### Stated exercise:
Express the entire listing as a two-column CSV with the headers "instruction" and "points". Give one row for each block of wording that asks for points, pairing that wording with the points that answer it, and put each in a single quoted field with line breaks replaced by spaces. Omit the picture lines.

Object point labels
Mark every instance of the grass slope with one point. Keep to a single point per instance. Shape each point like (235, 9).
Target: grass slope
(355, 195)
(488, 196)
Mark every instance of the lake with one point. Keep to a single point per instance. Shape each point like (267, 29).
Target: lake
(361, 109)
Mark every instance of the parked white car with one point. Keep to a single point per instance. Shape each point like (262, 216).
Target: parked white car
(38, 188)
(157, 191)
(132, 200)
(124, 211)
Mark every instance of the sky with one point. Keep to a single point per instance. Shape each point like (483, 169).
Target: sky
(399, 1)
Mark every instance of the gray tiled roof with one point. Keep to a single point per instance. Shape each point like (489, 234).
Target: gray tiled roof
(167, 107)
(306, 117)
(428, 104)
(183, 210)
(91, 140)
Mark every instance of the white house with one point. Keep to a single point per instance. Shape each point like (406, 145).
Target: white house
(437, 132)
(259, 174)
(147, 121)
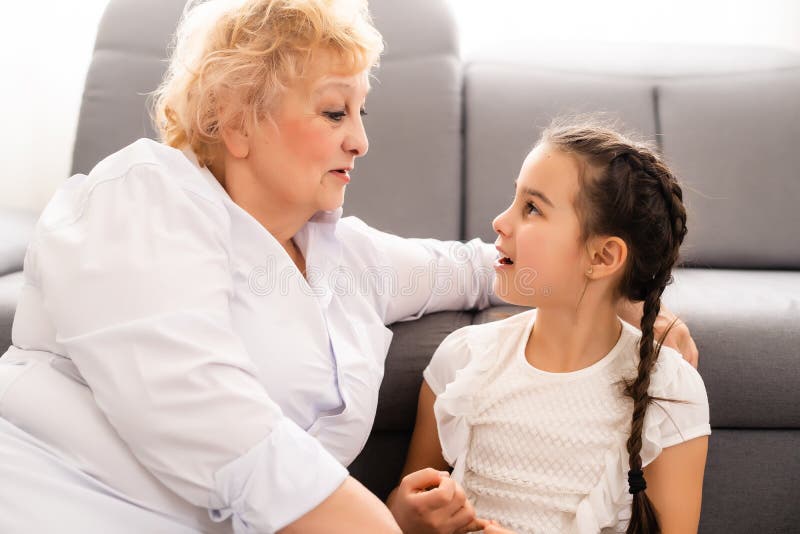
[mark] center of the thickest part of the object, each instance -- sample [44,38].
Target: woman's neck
[565,340]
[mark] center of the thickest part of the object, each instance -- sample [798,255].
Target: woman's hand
[494,528]
[430,502]
[679,337]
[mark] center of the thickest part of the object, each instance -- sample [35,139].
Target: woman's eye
[335,116]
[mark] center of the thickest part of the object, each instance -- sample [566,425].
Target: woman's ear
[236,139]
[607,256]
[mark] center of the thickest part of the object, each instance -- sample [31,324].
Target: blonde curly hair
[232,59]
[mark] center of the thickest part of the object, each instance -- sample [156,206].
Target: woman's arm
[421,276]
[675,485]
[351,508]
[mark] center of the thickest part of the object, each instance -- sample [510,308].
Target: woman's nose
[356,141]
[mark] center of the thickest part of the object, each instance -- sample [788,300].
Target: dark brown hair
[627,191]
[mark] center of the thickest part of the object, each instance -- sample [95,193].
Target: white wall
[770,23]
[44,59]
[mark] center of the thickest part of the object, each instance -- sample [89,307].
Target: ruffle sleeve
[456,375]
[682,415]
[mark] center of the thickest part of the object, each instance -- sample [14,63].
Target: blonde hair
[233,58]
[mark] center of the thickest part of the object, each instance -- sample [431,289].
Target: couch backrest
[727,120]
[409,183]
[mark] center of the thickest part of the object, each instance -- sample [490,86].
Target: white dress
[170,361]
[543,452]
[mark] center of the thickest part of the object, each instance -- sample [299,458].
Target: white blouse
[217,374]
[546,452]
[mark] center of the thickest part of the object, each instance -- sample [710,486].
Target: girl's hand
[430,502]
[493,528]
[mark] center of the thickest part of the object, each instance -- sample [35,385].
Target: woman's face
[539,234]
[302,157]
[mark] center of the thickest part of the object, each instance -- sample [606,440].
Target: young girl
[564,418]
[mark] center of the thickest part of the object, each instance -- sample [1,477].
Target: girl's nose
[500,224]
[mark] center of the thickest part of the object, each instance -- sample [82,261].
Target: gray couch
[447,139]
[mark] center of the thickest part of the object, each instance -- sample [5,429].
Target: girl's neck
[564,340]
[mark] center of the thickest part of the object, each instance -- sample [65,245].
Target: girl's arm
[425,449]
[427,500]
[675,485]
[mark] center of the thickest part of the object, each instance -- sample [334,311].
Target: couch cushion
[745,324]
[732,140]
[743,464]
[507,105]
[16,228]
[10,288]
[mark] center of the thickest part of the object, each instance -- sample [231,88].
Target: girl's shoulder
[679,410]
[480,345]
[671,377]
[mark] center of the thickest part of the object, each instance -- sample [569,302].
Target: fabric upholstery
[507,106]
[743,202]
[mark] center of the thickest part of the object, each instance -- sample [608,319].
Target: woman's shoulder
[144,173]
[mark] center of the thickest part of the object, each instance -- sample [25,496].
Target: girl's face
[542,258]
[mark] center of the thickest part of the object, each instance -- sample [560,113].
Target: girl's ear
[607,256]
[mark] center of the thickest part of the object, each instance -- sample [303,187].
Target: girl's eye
[531,208]
[335,116]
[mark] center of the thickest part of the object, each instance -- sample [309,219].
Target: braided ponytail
[631,194]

### Solution to this task:
instruction,points
"Mark every instance of the grass slope with one point. Keep to a single point per instance. Shape each point like (235, 9). Target: grass slope","(355, 195) (488, 196)"
"Mark every instance of the lake with one point. Keep to a single point per instance. Shape each point like (267, 29). Target: lake","(361, 109)"
"Mark every instance of the parked white car with one point. Keep to a single point per instance. Shape each point like (262, 216). Target: parked white car","(38, 188) (157, 191) (132, 200) (124, 211)"
"Mark every instance of the sky with one point. Keep to a single point per instance. Shape each point like (483, 169). Target: sky","(399, 1)"
"Mark every instance of the gray tiled roof with one point. Keep to a single point per instance. Shape each point like (489, 234). Target: gray tiled roof","(167, 107) (306, 117) (428, 104) (183, 210) (91, 140)"
"Mark every instance of the white house with one point. Keep to a single point per instance. Shape each point like (406, 145). Target: white house","(437, 132) (259, 174) (147, 121)"
"[mark] center of the thickest part of the object, each instance -- sample [44,38]. Target: woman's neck","[565,340]"
"[mark] center of the thickest part of the object, each instance -- sample [798,255]. Target: woman's hand","[494,528] [430,502] [679,337]"
"[mark] center of the thickest part of the object, each instance -- sample [35,139]. Target: woman's eye","[335,116]"
"[mark] center of the thickest part of the object, each instance -- sample [566,425]. Target: woman's ear","[236,139] [607,256]"
"[mark] center of the thickest part of the object, each instance -- sample [31,324]. Target: blonde curly hair","[232,59]"
"[mark] center of the thickest part of the object, each instance -- sample [156,206]. Target: woman's arm","[421,276] [675,485] [351,508]"
"[mark] center of the thickest part of the object, each instance -- sample [510,308]. Target: woman's nose","[356,141]"
"[mark] center of the thickest part of the object, each instance -- sample [788,300]. Target: dark brown hair","[627,191]"
"[mark] center of the thickest part of the object, each instance -- sample [95,193]. Target: white wall","[770,23] [44,59]"
"[mark] center of the thickest part of the object, each instance -- sample [89,307]. Target: ruffle sleeve","[456,375] [682,415]"
"[mark] center of the thickest part of the object, each instance -- sample [14,63]. Target: blonde hair","[233,58]"
"[mark] center of the thickest part of the object, each instance -- sample [431,289]. Target: couch backrest","[727,120] [409,183]"
"[mark] center of the thickest part of the object, each instance -- sample [490,86]. Target: white dress","[170,361] [543,452]"
"[mark] center of the thickest part of the object, each instance -- sample [299,458]. Target: white blouse","[217,374] [546,452]"
"[mark] center of the thickest part of the object, each instance -- sample [710,486]. Target: girl's hand","[430,502] [493,528]"
"[mark] center of the thickest part of the object, each instance -- sample [35,385]. Target: woman's face","[539,234] [302,157]"
"[mark] center of the thickest part of the object, each instance -- sample [606,440]. Target: young girl","[564,418]"
"[mark] center of the thickest part of the object, each instance -- sample [1,477]. Target: girl's nose","[500,224]"
"[mark] center of the thickest part of the object, each instance -- sample [82,261]. Target: gray couch","[447,139]"
"[mark] center of the thickest part of the object, each instance -- sample [5,429]. Target: girl's neck","[564,340]"
"[mark] center of the thickest part of the object, each instance -- sample [65,245]. Target: girl's arm","[425,449] [427,500] [675,485]"
"[mark] center of the thickest part of the object, each instance -- sample [334,311]. Target: couch cushion","[745,324] [732,140] [743,464] [507,105] [16,228] [10,288]"
"[mark] center of the thickest part of the object, each instance -- sample [231,88]. Target: girl's shoulder","[679,410] [480,345] [671,377]"
"[mark] center of the thickest part of the object, each instance -- sample [569,302]. Target: fabric upholstery","[507,106] [743,202]"
"[mark] center of the thickest part of the object, each instance -- sample [608,319]. Target: woman's shoulder","[144,173]"
"[mark] center of the thickest part of the object, each instance -- sample [25,496]. Target: girl's face","[542,258]"
"[mark] center of the thickest part of the object, each instance -- sample [560,113]. Target: girl's ear","[607,256]"
"[mark] center of the thickest part of the object, each instance -- sample [303,187]. Target: girl's eye","[531,208] [335,116]"
"[mark] center of the thickest part of the object, each instance -- sample [309,219]. Target: braided ponytail","[631,194]"